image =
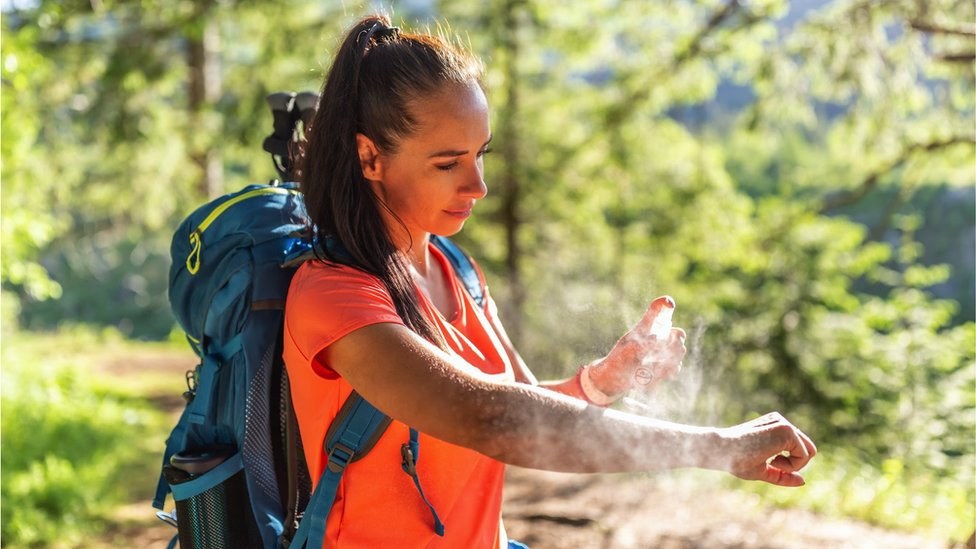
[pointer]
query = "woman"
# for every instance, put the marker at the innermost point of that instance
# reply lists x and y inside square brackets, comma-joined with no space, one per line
[393,156]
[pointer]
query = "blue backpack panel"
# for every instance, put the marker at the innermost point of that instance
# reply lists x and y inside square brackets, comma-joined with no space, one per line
[234,462]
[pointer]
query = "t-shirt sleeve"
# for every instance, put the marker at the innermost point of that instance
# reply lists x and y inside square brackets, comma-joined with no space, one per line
[326,303]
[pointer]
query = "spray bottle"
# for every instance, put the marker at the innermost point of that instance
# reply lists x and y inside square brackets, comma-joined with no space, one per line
[661,332]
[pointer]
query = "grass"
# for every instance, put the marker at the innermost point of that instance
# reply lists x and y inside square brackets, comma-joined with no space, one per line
[889,494]
[78,441]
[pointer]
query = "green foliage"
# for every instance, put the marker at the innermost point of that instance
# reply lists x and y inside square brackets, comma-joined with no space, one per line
[889,492]
[65,441]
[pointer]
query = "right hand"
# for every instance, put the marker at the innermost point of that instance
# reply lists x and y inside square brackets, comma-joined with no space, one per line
[768,448]
[639,351]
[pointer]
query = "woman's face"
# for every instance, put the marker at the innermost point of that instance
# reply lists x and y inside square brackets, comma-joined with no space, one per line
[436,175]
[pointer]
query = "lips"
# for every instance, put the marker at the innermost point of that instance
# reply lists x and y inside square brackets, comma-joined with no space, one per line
[462,213]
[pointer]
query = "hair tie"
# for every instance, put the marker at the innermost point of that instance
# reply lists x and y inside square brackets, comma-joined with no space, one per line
[388,33]
[378,32]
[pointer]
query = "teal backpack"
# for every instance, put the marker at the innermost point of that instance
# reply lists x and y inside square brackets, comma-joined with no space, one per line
[234,462]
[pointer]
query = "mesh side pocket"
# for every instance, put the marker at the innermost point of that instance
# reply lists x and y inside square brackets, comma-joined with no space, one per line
[259,451]
[217,517]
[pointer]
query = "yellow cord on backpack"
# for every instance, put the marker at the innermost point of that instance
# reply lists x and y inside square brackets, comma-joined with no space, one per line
[193,260]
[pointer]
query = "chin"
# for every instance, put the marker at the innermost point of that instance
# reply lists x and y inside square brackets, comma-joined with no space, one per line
[448,231]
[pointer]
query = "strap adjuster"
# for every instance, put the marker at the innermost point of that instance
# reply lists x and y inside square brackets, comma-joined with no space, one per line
[339,457]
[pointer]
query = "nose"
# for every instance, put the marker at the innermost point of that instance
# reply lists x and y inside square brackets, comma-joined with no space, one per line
[474,183]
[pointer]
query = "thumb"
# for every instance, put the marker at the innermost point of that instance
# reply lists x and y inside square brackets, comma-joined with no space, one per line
[657,306]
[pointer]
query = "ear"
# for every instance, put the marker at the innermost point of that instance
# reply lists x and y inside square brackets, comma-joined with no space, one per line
[369,158]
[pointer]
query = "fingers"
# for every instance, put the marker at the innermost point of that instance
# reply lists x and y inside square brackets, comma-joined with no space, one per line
[654,309]
[779,477]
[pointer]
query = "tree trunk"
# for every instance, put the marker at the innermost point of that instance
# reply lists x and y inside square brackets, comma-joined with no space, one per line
[510,183]
[205,89]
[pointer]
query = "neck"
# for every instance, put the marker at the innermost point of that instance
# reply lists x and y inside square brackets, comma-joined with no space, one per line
[414,247]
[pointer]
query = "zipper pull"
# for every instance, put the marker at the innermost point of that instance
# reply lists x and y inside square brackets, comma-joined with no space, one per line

Exercise brief
Set down the lines of the records above exactly, apart from the pictures.

Solved exercise
image =
[pointer]
query = "woman"
# for every instance, put the marker at the innermost point of that instance
# reply lists x and y inside square brackets, comma-joined with no space, one per line
[393,156]
[pointer]
query = "blue backpack panel"
# for every instance, put the marker at the innermost point of that instance
# reply lists x and y inside square brackets, comma-joined with no space, one per line
[234,462]
[pointer]
query = "t-shirt sleeve"
# for every instance, put the marker at the innermost point of that instance
# reply lists x and y inside square brackets, comma-joined with no space, one per line
[326,303]
[pointer]
query = "spray bottle"
# for every instance, put the marker at the innermost point of that instance
# reply lists x and y inside square brackets, comma-joined with no space, one per line
[661,332]
[pointer]
query = "grass"
# for every instance, put the marker at the innermost point of that instance
# reply lists x and y inside square brackets, comma-joined with no space, one per line
[889,494]
[78,441]
[pointer]
query = "green foliage"
# for every instance, put the marker at the innermost point of that instance
# reply lists x and y inside square brackets, comma-joined with no space, one per line
[889,492]
[65,441]
[pointer]
query = "right hand"
# for every instance, put the marker at the innermost point of that instance
# reply lists x and y inside square brackets, comma-joined with no space, one per line
[768,448]
[639,351]
[pointer]
query = "woman's face"
# for every instance, put the marker at the innermost point of that instance
# reply lists x and y inside square brackets, comma-joined with no space, one per line
[436,175]
[pointer]
query = "lips"
# for every instance, put the marker at the innermost point of that instance
# reply lists x and y inside square brackets, comma-joined with no space, one per line
[462,213]
[pointer]
query = "hair tie"
# for every instance, put the marker at the innermost point of that instance
# reply lists x and y inside square brackets, comma-joined with no space, one per line
[388,33]
[378,32]
[pointer]
query = "teal backpack"
# for every instance, put the marker at the innermost point of that instance
# reply lists x and y inside square brackets, comma-joined with no space, one per line
[234,462]
[pointer]
query = "mesh side pocket"
# for every instance, put the marker at the innermost point of that instance
# reply lists x and y inside square brackets, comma-joined with no space, one per line
[259,451]
[217,517]
[pointer]
query = "yellow cord on backpack"
# for every instance, put the marker at the innermost point of that instance
# reply lists x and y inside square brackets, comma-joined with no space, one per line
[193,260]
[pointer]
query = "chin"
# for every instance, put the marker at the innermost point of that instance
# reply lists x and y inside square brackets, comma-joined with no space, one per line
[448,231]
[pointer]
query = "strap adjuster"
# for every instance, put the marker at the innermost point of that instance
# reply lists x and y inside square brackets, comma-joined with no space, one per line
[339,457]
[pointer]
query = "nose"
# for every instance, put the marker at the innermost point of that instance
# reply lists x and y inside square brackets, comma-joined with no space, one per line
[474,183]
[pointer]
query = "thumb"
# for every instance, put the marker at the innermost point of that instance
# reply lists x and y inside square brackets, comma-joined with no space, one per line
[657,306]
[pointer]
query = "ear"
# for every instance, put the marker at the innermost point of that instance
# reply lists x and y inside square brackets, comma-joined with no space, one per line
[369,158]
[pointer]
query = "fingers"
# for every instance, put the marker at the innermost point of that instance
# reply lists x and y inside square brackets, comma-joined with no space, one per line
[654,309]
[779,477]
[pointer]
query = "tree trunk"
# for every instance, put the marker at the innermost point of that instance
# reply lists x and y inside square brackets, comma-joined with no space, one per line
[510,183]
[205,89]
[pointer]
query = "neck"
# for every instance, put the marker at the innermost point of that instance
# reply lists x and y inside square brackets, comma-joined with no space, one per line
[414,247]
[pointer]
query = "zipper pull"
# for every instance, put the marker at the innermost point of that instance
# reply lists x and y inside square brackets, comma-joined with no space, one per line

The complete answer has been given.